## Exercise
Copy all the material that follows, keeping every character the same.

Rows from a pointing dataset:

BEGIN

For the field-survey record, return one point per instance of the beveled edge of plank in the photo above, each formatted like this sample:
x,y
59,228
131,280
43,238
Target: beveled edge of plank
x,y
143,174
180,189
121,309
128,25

END

## Problem solution
For the field-survey record, return one point per instance of the beveled edge of plank in the photo above, each formatted like this sample:
x,y
59,228
131,280
43,238
Target: beveled edge of plank
x,y
143,174
180,189
121,309
128,25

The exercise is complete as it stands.